- What the exercise asks
Set down every line of the entries below without changing anything.

[Records]
- - -
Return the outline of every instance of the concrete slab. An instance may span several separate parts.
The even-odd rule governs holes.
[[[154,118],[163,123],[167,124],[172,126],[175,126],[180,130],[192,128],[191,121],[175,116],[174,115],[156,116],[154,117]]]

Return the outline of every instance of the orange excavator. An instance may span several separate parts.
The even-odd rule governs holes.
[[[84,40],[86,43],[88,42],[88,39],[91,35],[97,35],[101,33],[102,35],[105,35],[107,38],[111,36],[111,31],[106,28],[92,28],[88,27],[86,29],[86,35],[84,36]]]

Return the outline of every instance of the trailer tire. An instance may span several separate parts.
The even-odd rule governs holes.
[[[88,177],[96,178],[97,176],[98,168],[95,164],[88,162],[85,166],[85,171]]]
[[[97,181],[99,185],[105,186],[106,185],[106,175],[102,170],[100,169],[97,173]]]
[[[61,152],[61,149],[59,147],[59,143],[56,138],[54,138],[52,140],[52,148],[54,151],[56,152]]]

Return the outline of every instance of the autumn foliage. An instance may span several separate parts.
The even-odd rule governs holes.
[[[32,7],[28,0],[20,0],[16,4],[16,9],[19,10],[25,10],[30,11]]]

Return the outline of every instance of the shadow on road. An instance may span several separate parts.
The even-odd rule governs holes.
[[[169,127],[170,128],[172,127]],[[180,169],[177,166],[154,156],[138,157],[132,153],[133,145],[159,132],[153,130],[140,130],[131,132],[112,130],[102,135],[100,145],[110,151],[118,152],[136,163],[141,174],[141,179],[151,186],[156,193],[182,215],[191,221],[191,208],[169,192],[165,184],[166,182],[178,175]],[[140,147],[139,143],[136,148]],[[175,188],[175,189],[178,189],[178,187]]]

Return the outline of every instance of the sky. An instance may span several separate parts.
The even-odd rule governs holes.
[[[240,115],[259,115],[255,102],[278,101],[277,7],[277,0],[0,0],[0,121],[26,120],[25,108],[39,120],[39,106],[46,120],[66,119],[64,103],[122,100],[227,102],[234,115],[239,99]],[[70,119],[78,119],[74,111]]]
- - -
- Result of this exercise
Return the outline of every instance of the concrete slab. An instance may span several separate parts.
The even-odd rule governs holes.
[[[154,118],[163,123],[167,124],[172,126],[175,126],[180,130],[192,128],[191,121],[175,116],[174,115],[156,116],[154,117]]]

Return the outline of every instance of the orange excavator. An instance may span several separate parts.
The even-odd rule governs holes.
[[[84,40],[86,43],[88,42],[88,39],[91,35],[97,35],[101,33],[102,35],[105,35],[107,38],[111,36],[111,31],[106,28],[92,28],[88,27],[86,29],[86,35],[84,36]]]

Return the outline of every instance of the trailer tire. An instance may span several separate parts.
The even-odd rule governs holes.
[[[88,177],[96,178],[97,176],[98,168],[95,164],[88,162],[85,166],[85,171]]]
[[[97,181],[99,185],[105,186],[106,185],[106,175],[102,170],[100,169],[97,173]]]
[[[61,152],[61,149],[59,147],[59,143],[56,138],[54,138],[52,140],[52,148],[54,151],[56,152]]]

Return the outline of every instance of the autumn foliage. An instance may span several separate parts.
The even-odd rule governs holes.
[[[32,7],[28,0],[20,0],[16,4],[16,9],[19,10],[25,10],[30,11]]]

Return the outline of every instance of the shadow on road. An instance may span several separate parts.
The even-odd rule governs holes.
[[[169,127],[170,128],[172,127]],[[180,169],[177,166],[154,156],[138,157],[132,153],[133,145],[159,132],[153,130],[140,130],[131,132],[112,130],[102,135],[100,145],[110,151],[118,152],[136,163],[141,174],[141,179],[151,186],[156,193],[182,215],[191,221],[191,208],[169,192],[165,184],[166,182],[178,175]],[[140,147],[139,143],[136,148]],[[175,188],[175,189],[178,189],[178,187]]]

Return the outline of every instance of the sky. An instance may span several separate parts.
The even-odd rule governs holes.
[[[240,115],[259,115],[255,102],[278,101],[277,7],[277,0],[0,0],[0,121],[26,120],[25,108],[39,120],[39,106],[46,120],[66,119],[64,103],[122,100],[227,102],[234,115],[239,99]],[[70,119],[78,119],[74,111]]]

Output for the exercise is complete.